* **Goal of the exercise**
Leaving out all images, return the entries below exactly.

* **Task material**
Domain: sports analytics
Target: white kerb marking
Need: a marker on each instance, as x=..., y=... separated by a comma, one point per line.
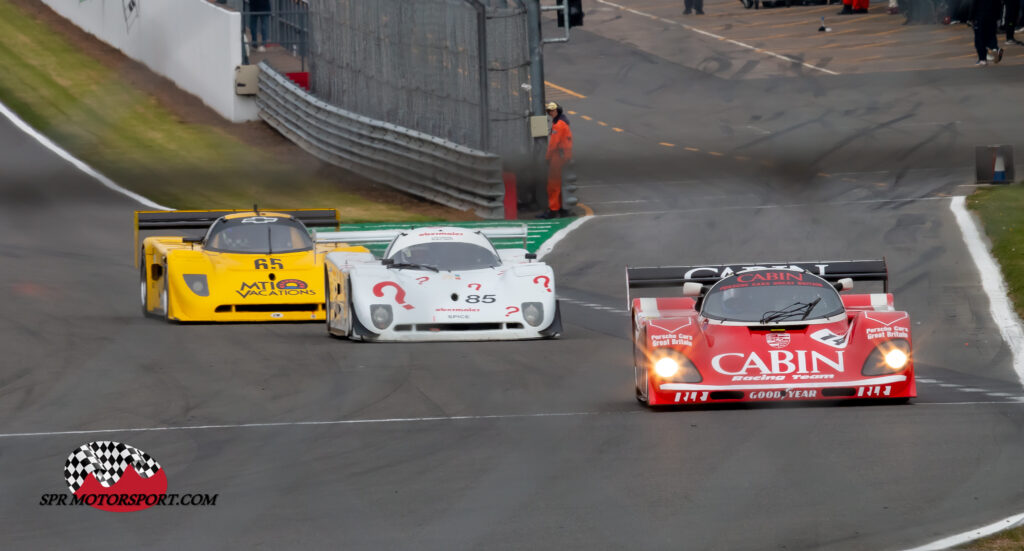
x=973, y=535
x=49, y=144
x=991, y=282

* **Answer area**
Domain: sports analytics
Target: white kerb marking
Need: a marker on each instance, as x=..., y=... separated by a comma, one point per line.
x=973, y=535
x=49, y=144
x=991, y=282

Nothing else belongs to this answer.